## [EXERCISE REQUIREMENTS]
- a) In the comment response letter, what date is given for the Staff's letter with its comments?
- b) In the comment response letter, copy the passage that begins at the words "Concurrently herewith, we" and stops after "forth in the SEC Comment Letter.", swapping "EDGAR transmission" for "electronic transmission".

[start of DOCUMENT SECTION]

Great Basin Scientific, Inc.
1441 South 3850 West
Salt Lake City, UT 84120
September 5, 2014
VIA EDGAR AND FEDERAL EXPRESS
Securities and Exchange Commission
100 F Street, N.E.
Washington, D.C. 20549
Attn: | Ms. Mary Beth Breslin, Ms. Amanda Ravitz and |
| Re: | Great Basin Scientific, Inc. |
| | Registration Statement on Form S-1 |
Dear Ms. Breslin, Ms. Ravitz and Mr. Munson:
We are in receipt of the comments of the Staff of the Securities and Exchange Commission (the “Commission”) set forth in the Staff’s letter dated August 22, 2014 (the “SEC Comment Letter”) regarding the above-referenced Registration Statement on Form S-1 (the “Registration Statement”) filed by Great Basin Scientific, Inc. (the “Company”). The numbered responses set forth below contain each of the Staff’s comments in total set off in bold type and correspond to the numbered comments contained in the SEC Comment Letter.
Concurrently herewith, we are filing with the Commission by EDGAR transmission and amended draft of the Registration Statement (the “Amendment”). To aid in your review, we also have enclosed with this letter a copy of Amendment which is marked to indicate all of the changes from the Registration Statement. The changes made in the Amendment are principally in response to the Staff’s comments as set forth in the SEC Comment Letter.
Our Company, page 1
Comment No. 1:
| 1. | We note your revisions in response to prior comment 5. Please further revise to clarify whether you take into account any minimum and/or any recurring purchase requirements in calculating your “win rate.” |
Response to Comment No. 1:
The “win rate” calculation is determined based on the percentage of customers that purchase products after receiving an analyzer from the Company. The calculation does not use any minimum or recurring purchase threshold. In response to the Staff’s comment we have updated the disclosure to clarify this element of the “win rate” calculation.
Securities and Exchange Commission
September 5, 2014
Page 2
Use of Proceeds, Page 9
Comment No. 2:
| 2. | We note your response to prior comment 11. Please revise to provide the information required by Instruction 3 to Item 504 of Regulation S-K regarding the amounts and sources of additional funds needed to accomplish the specified purposes. |
Response to Comment No. 2:
In response to the Staff’s comment, we have updated the disclosure to set forth the amounts and sources of additional funds needed to accomplish the specified purposes.

[end of DOCUMENT SECTION]
[start of SUPPLIED MATERIAL]

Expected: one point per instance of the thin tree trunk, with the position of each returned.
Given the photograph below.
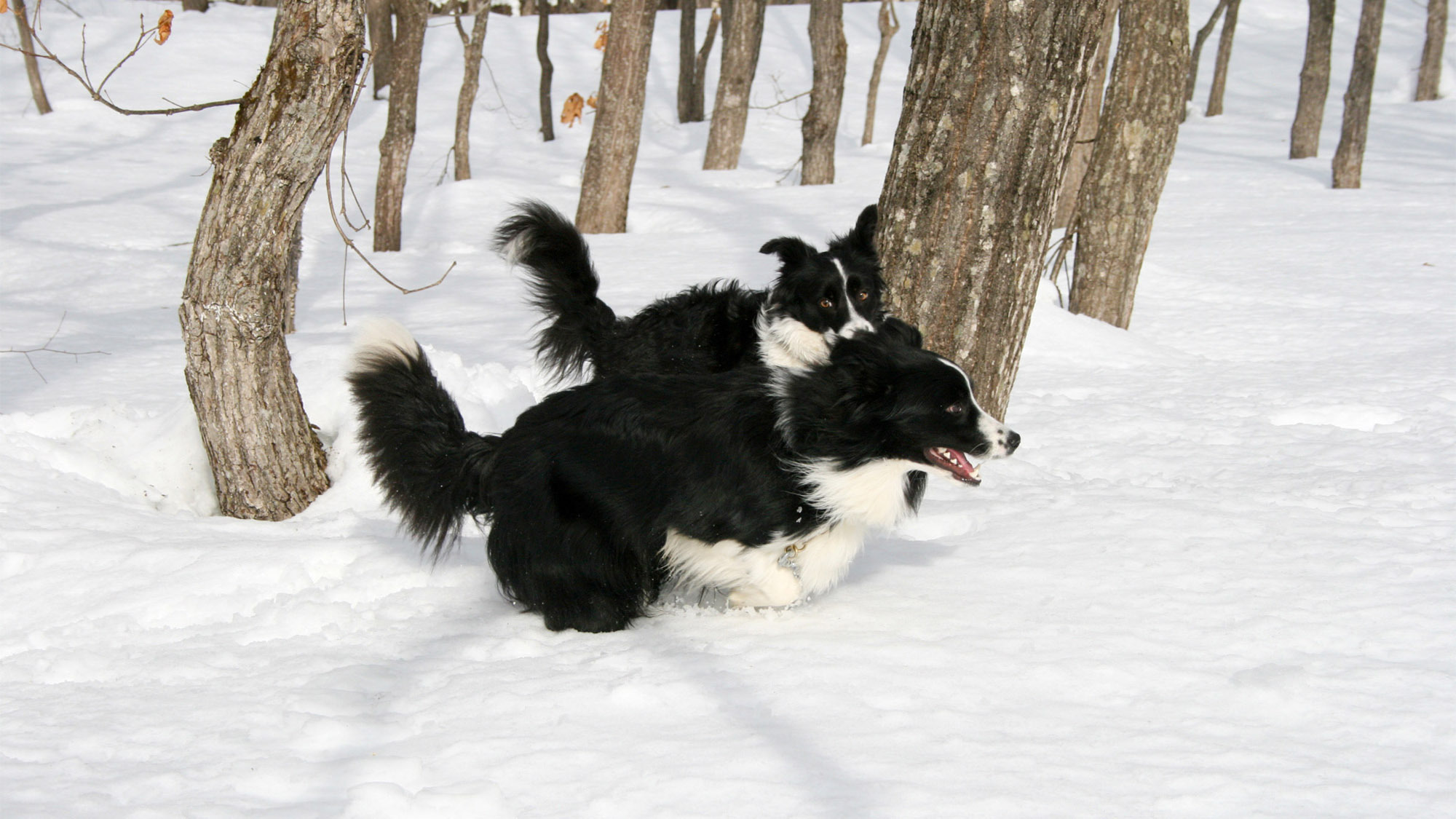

[end of SUPPLIED MATERIAL]

## [FINAL ANSWERS]
- a) August 22, 2014

- b)
Concurrently herewith, we are filing with the Commission by electronic transmission and amended draft of the Registration Statement (the “Amendment”). To aid in your review, we also have enclosed with this letter a copy of Amendment which is marked to indicate all of the changes from the Registration Statement. The changes made in the Amendment are principally in response to the Staff’s comments as set forth in the SEC Comment Letter.